--- TO DO ---
Copy exactly the last part of the entries, starting from the line with "Q: report a point for each instance of the lettering" and including the final line.
[BEGIN DATA LISTING]
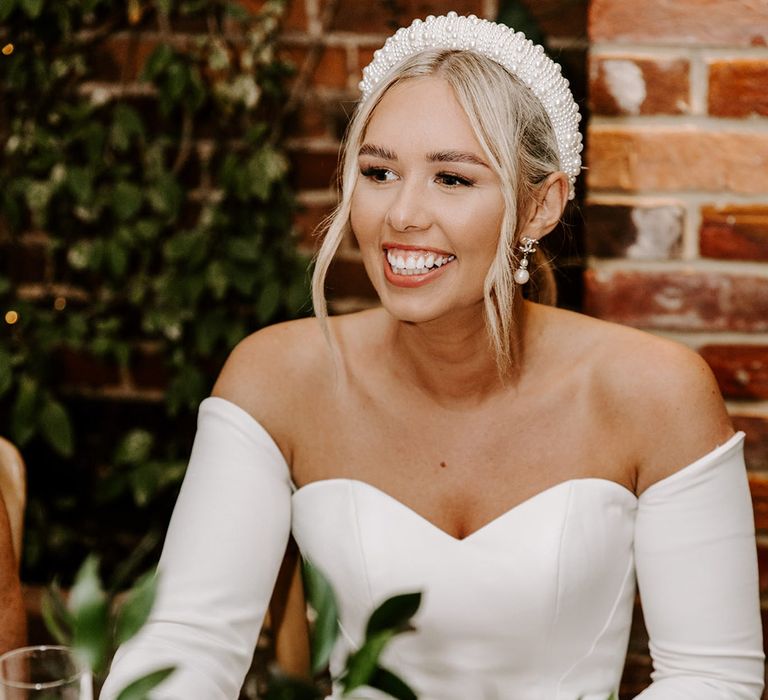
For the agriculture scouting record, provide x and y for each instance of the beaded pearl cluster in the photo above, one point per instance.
(520, 56)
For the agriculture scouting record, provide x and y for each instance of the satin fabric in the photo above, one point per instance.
(536, 604)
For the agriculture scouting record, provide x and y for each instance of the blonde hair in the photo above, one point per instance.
(517, 138)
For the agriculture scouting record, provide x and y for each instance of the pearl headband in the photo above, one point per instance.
(520, 56)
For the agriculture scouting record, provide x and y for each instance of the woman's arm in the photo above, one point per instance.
(695, 547)
(222, 553)
(13, 629)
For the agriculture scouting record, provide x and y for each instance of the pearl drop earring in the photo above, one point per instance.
(528, 247)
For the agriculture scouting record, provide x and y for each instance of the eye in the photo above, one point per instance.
(378, 174)
(452, 180)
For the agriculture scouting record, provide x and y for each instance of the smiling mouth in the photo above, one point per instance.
(410, 262)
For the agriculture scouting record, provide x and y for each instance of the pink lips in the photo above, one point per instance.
(411, 281)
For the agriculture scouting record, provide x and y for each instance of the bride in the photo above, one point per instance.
(521, 465)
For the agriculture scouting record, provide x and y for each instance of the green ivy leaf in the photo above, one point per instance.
(268, 302)
(126, 124)
(141, 687)
(287, 688)
(24, 413)
(362, 664)
(6, 7)
(394, 614)
(6, 371)
(386, 681)
(134, 612)
(56, 617)
(322, 600)
(126, 200)
(134, 448)
(32, 8)
(56, 427)
(89, 609)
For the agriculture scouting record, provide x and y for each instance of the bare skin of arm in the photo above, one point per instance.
(13, 629)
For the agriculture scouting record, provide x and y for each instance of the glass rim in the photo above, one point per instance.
(47, 685)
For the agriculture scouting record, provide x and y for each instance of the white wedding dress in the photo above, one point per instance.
(535, 605)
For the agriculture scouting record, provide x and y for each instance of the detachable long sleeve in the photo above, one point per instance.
(697, 575)
(222, 553)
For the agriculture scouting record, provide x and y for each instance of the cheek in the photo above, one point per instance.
(364, 219)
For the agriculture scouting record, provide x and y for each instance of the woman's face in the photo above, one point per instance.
(427, 208)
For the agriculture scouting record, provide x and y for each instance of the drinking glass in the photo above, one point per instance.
(43, 673)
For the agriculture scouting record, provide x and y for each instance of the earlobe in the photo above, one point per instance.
(548, 206)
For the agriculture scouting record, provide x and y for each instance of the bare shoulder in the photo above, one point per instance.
(671, 409)
(273, 371)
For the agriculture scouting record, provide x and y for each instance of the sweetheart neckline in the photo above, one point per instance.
(485, 526)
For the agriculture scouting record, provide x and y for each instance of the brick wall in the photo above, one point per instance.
(677, 210)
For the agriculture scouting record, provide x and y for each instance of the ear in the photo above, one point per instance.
(547, 206)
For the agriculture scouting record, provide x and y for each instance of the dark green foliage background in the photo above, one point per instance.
(139, 263)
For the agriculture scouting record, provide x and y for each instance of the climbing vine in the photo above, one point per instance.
(158, 214)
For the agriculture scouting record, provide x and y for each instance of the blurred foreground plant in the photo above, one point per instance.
(94, 623)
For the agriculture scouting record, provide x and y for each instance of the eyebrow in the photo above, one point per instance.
(369, 149)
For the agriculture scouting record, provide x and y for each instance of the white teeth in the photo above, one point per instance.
(416, 264)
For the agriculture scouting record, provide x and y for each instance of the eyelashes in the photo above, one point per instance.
(449, 180)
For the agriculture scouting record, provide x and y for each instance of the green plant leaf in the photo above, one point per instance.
(56, 427)
(393, 614)
(56, 617)
(322, 600)
(157, 62)
(268, 302)
(89, 608)
(6, 7)
(126, 200)
(24, 413)
(32, 8)
(386, 681)
(141, 687)
(288, 688)
(362, 664)
(134, 612)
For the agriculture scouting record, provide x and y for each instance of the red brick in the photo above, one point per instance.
(83, 370)
(734, 232)
(677, 158)
(556, 18)
(313, 170)
(621, 85)
(762, 565)
(758, 486)
(25, 262)
(330, 71)
(684, 300)
(149, 369)
(383, 16)
(690, 22)
(741, 370)
(737, 88)
(756, 443)
(122, 56)
(308, 219)
(348, 278)
(621, 231)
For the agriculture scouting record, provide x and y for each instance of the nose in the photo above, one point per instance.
(408, 210)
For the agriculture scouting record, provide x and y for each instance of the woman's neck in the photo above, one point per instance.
(451, 359)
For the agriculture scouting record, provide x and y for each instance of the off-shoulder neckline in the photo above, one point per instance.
(714, 455)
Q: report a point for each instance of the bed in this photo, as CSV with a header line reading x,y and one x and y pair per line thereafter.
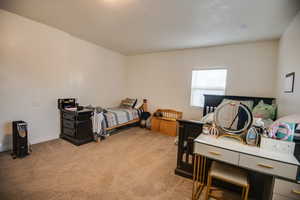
x,y
190,129
113,118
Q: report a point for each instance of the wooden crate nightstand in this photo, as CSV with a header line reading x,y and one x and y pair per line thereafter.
x,y
166,121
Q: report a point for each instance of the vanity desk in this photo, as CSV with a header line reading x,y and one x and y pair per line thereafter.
x,y
273,175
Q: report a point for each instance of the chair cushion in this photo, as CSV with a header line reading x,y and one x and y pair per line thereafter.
x,y
229,174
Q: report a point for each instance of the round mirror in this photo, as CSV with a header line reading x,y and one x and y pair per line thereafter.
x,y
233,117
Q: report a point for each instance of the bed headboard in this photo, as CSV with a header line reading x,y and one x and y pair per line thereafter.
x,y
212,101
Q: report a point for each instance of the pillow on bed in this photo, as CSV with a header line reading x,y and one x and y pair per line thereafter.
x,y
249,103
128,103
139,103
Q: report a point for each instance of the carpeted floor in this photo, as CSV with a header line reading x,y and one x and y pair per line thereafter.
x,y
135,164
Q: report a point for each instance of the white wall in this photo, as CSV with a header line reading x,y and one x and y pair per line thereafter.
x,y
289,61
39,64
165,78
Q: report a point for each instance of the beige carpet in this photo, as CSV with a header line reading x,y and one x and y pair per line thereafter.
x,y
135,164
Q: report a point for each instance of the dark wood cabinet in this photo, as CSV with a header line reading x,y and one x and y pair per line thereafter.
x,y
188,130
76,126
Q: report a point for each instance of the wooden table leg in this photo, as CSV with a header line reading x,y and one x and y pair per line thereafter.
x,y
198,176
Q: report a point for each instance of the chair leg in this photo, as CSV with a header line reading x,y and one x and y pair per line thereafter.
x,y
208,187
246,193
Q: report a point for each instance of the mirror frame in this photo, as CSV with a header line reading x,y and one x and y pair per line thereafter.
x,y
233,132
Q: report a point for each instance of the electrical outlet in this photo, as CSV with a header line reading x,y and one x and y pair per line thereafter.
x,y
277,145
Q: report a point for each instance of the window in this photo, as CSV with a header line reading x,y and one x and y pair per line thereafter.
x,y
211,81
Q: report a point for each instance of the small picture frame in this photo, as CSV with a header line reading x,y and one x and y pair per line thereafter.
x,y
289,83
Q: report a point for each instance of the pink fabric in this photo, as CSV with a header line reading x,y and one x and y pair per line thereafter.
x,y
290,119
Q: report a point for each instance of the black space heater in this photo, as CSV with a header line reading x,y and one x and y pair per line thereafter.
x,y
20,139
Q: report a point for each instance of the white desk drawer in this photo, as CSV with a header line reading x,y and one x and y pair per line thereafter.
x,y
268,166
286,188
217,153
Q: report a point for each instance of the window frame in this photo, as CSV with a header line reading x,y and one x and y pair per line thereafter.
x,y
206,69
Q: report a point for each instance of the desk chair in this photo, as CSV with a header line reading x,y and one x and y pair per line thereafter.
x,y
229,174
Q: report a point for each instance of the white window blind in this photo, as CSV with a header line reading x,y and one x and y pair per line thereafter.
x,y
207,82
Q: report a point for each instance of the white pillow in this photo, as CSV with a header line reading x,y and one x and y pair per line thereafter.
x,y
139,103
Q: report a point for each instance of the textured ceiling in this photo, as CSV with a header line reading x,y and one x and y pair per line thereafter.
x,y
140,26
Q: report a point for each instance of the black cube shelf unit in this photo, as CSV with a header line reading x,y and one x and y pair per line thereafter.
x,y
188,131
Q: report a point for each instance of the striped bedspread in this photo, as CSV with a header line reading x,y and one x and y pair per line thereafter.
x,y
117,116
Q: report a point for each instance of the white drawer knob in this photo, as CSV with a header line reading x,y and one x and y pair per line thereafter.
x,y
265,166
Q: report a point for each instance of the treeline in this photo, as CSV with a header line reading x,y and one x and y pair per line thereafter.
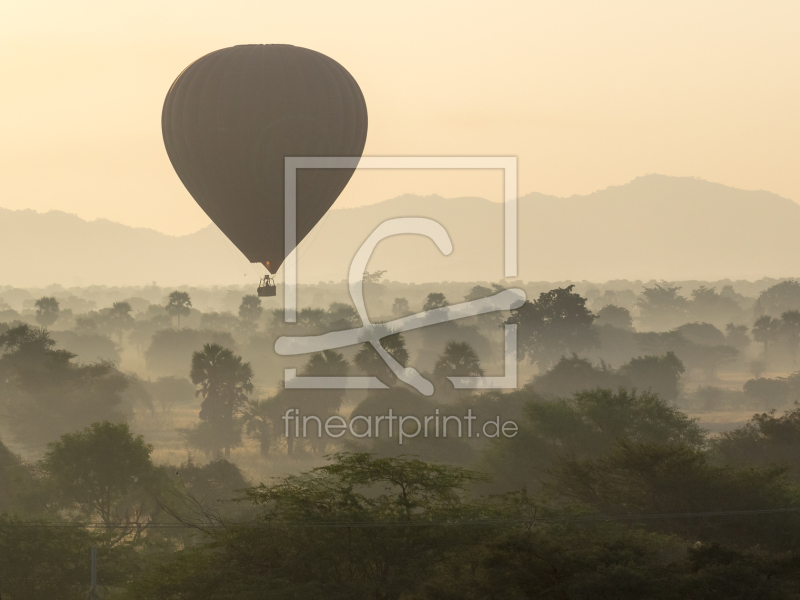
x,y
602,494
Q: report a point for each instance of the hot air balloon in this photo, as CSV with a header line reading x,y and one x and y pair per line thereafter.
x,y
232,117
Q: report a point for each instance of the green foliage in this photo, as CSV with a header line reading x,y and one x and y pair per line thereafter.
x,y
570,375
649,478
171,350
779,298
588,424
555,325
44,394
224,382
102,472
250,309
661,307
435,300
616,316
46,311
179,305
458,360
400,307
767,439
660,374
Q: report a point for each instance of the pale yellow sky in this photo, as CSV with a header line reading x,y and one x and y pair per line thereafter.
x,y
586,94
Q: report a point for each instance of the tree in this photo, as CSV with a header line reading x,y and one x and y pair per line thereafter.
x,y
662,307
224,381
736,336
778,299
261,418
435,300
616,316
458,360
400,308
765,331
44,394
46,311
574,374
250,309
370,362
119,318
374,277
179,305
555,325
790,331
325,402
661,374
102,471
171,349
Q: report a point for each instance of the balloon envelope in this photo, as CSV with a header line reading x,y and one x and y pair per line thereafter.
x,y
231,118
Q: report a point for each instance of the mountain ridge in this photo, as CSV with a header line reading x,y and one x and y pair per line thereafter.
x,y
654,226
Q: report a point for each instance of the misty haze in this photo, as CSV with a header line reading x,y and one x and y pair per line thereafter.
x,y
604,405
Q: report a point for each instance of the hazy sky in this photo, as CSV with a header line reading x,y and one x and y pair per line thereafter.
x,y
586,94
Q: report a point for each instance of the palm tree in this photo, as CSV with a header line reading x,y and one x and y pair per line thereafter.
x,y
119,318
458,360
224,382
250,309
323,403
435,300
764,330
179,304
370,362
46,311
259,418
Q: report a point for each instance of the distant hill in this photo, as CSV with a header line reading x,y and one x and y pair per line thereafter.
x,y
655,227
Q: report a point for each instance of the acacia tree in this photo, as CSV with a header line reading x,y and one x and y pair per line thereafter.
x,y
435,300
178,305
261,418
400,307
458,360
46,311
102,471
324,403
250,309
370,362
765,330
555,325
118,318
224,381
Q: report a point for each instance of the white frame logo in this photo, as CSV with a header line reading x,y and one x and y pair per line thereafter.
x,y
368,332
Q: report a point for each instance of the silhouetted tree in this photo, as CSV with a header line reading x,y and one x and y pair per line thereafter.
x,y
400,308
661,306
574,374
179,305
736,336
101,471
458,360
435,300
250,309
616,316
661,374
46,311
778,299
370,362
765,331
556,324
224,381
261,418
43,394
118,318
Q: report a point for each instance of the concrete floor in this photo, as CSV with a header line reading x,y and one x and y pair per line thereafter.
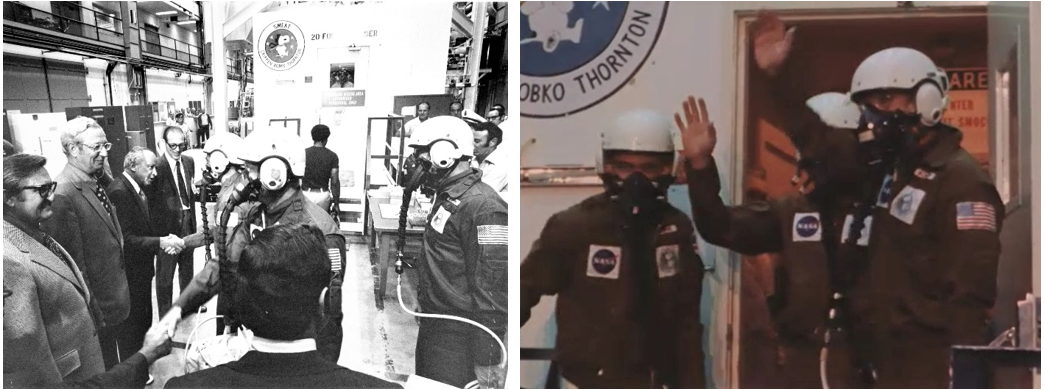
x,y
376,342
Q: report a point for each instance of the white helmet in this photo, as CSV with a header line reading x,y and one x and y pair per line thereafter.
x,y
639,131
835,110
448,138
277,151
908,69
229,146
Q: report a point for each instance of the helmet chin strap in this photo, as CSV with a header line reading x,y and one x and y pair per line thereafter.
x,y
636,193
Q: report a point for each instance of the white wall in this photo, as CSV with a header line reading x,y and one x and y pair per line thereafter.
x,y
162,86
695,54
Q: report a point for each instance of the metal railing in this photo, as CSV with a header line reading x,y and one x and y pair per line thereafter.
x,y
159,44
98,26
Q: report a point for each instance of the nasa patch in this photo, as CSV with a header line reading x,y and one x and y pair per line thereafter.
x,y
577,53
905,205
864,233
604,261
806,227
281,45
439,220
667,260
883,193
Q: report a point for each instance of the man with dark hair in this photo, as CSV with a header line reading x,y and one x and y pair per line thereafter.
x,y
321,183
170,204
50,319
281,289
456,108
497,114
275,161
86,224
422,115
489,159
140,243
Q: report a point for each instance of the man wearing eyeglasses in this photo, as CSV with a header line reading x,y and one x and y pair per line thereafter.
x,y
50,317
170,204
86,225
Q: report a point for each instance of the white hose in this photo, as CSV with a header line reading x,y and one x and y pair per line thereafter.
x,y
504,351
823,367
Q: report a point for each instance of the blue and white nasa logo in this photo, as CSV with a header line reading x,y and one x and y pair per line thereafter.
x,y
577,53
807,227
604,261
281,45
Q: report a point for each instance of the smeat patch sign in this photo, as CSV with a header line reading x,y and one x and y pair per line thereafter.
x,y
577,53
281,45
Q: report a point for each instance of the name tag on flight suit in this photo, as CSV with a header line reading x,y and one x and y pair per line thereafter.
x,y
806,227
667,260
905,205
864,233
604,261
439,221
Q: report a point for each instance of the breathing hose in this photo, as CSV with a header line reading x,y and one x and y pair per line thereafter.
x,y
400,244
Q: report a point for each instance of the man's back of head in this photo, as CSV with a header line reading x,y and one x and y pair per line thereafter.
x,y
282,274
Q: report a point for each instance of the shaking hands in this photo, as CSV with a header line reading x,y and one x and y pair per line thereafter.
x,y
171,244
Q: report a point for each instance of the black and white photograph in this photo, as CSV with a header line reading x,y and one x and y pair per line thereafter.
x,y
221,195
342,75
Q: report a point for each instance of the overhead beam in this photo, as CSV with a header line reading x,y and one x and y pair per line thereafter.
x,y
242,16
461,22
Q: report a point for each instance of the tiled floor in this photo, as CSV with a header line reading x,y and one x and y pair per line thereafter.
x,y
376,342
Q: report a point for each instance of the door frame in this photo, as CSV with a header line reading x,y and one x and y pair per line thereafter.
x,y
741,20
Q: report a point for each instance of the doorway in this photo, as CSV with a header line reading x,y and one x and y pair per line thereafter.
x,y
955,39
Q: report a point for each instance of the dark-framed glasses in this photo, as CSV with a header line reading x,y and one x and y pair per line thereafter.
x,y
101,145
45,190
179,146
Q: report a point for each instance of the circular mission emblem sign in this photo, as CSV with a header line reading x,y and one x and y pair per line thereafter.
x,y
281,45
577,53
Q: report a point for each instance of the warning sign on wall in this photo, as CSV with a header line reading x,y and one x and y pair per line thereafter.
x,y
968,109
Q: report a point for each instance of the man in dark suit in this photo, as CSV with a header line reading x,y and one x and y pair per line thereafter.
x,y
49,319
171,207
282,287
140,243
86,224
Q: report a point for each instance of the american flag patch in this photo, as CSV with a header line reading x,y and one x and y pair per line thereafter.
x,y
492,234
334,256
976,215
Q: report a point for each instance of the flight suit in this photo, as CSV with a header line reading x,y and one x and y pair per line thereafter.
x,y
933,264
608,336
793,228
464,273
296,209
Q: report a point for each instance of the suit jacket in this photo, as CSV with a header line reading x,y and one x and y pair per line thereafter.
x,y
95,242
49,333
304,370
163,202
141,243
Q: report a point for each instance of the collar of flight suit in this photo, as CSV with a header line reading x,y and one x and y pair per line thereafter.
x,y
456,186
948,142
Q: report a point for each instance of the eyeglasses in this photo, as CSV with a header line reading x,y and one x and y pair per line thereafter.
x,y
96,146
45,190
179,146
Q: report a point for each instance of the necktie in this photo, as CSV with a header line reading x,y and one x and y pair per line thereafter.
x,y
181,185
100,192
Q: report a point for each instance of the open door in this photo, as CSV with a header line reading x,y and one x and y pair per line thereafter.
x,y
955,38
1009,67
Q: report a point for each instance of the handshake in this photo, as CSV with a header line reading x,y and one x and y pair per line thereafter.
x,y
173,245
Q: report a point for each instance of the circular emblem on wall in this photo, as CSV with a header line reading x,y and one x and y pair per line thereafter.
x,y
574,54
808,226
604,261
281,45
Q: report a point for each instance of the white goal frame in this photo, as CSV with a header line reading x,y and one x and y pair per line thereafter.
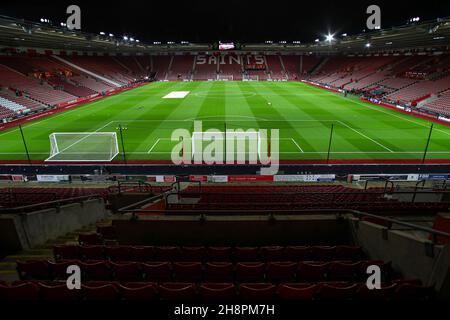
x,y
222,77
56,150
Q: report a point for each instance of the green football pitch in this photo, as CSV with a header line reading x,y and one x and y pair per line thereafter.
x,y
303,114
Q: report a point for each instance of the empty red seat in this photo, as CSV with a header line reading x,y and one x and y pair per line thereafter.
x,y
246,254
297,291
167,253
275,253
343,271
218,272
102,293
187,271
337,293
385,293
348,253
157,271
250,272
59,269
412,292
67,252
118,253
141,292
96,270
297,253
312,271
323,253
193,254
90,239
92,253
177,291
34,270
281,272
219,253
257,291
142,253
19,292
107,232
58,293
217,292
127,271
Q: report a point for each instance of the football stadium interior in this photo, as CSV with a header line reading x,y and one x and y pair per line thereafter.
x,y
221,171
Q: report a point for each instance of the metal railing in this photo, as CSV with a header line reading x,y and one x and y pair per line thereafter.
x,y
49,204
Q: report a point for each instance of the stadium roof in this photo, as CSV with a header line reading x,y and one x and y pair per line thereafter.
x,y
431,35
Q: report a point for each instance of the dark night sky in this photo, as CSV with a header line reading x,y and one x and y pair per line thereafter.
x,y
244,20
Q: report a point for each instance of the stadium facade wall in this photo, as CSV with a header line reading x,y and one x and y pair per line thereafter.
x,y
36,228
414,257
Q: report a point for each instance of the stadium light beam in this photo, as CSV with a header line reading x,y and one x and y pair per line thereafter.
x,y
329,37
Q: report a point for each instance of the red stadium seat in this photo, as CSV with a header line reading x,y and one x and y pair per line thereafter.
x,y
187,271
102,293
107,232
130,271
257,291
323,253
312,272
217,292
142,292
219,272
58,293
219,253
385,293
348,253
272,253
92,252
59,269
34,270
297,253
281,271
157,271
297,291
340,271
96,270
167,253
19,292
67,252
177,291
250,272
246,254
90,239
118,253
193,253
142,253
337,293
411,292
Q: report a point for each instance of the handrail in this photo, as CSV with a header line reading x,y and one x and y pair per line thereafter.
x,y
273,213
58,203
140,203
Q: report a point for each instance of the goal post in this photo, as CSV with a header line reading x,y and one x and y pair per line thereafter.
x,y
83,146
222,77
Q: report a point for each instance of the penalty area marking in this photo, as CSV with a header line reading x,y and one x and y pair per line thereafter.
x,y
176,95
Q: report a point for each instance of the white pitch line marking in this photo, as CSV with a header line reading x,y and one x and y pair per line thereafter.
x,y
297,145
365,136
154,145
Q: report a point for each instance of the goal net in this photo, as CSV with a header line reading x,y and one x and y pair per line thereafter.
x,y
83,146
251,77
222,77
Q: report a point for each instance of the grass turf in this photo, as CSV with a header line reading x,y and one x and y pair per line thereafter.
x,y
303,114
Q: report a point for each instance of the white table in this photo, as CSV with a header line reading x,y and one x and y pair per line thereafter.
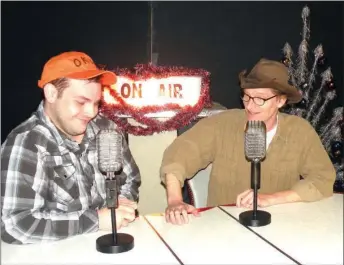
x,y
216,238
148,249
311,233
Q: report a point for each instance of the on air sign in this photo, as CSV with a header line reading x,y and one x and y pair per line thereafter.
x,y
181,90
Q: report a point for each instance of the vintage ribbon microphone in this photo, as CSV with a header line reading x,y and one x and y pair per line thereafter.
x,y
109,147
255,151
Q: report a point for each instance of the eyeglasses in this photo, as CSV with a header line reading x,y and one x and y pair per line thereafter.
x,y
258,101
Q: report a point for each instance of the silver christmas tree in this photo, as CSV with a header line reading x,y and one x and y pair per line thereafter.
x,y
315,82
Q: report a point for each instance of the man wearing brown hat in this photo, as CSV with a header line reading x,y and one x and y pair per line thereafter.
x,y
51,185
296,167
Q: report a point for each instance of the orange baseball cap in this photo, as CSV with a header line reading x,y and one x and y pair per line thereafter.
x,y
76,65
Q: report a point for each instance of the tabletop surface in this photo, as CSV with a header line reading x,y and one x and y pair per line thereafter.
x,y
311,233
300,233
216,238
148,249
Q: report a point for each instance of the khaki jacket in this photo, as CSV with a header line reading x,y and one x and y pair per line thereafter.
x,y
295,150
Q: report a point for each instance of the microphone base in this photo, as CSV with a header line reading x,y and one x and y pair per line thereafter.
x,y
262,218
105,243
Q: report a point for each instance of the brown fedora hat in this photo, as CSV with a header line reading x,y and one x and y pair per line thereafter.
x,y
270,74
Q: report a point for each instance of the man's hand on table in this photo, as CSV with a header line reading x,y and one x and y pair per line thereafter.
x,y
177,212
245,199
125,214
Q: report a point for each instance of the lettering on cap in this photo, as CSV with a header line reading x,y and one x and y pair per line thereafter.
x,y
82,60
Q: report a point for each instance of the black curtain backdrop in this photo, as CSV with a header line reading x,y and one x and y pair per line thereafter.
x,y
221,37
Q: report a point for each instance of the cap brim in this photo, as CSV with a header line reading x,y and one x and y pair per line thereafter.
x,y
108,77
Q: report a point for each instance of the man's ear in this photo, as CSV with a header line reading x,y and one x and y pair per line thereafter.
[END DATA LISTING]
--- PROBLEM SOLUTION ---
Q: report a point for each instance of the lettering on cap in this photo, as CSV with a header line reading x,y and one x and y pair per line thereafter.
x,y
82,60
Q: report a point for each instance of the black curtain backdrop in this photo, as CSV with a header line reading x,y and one x and y pair per line thereafter.
x,y
221,37
Q: report a point for each instance of the cap brim in this photo, as CSV with a header line reading x,y and one x and y pair per line thereafter.
x,y
108,77
Q: report a point for each instance of the man's ear in this photo, as CSV with a header line reading x,y and one x and y pair per line thereafter.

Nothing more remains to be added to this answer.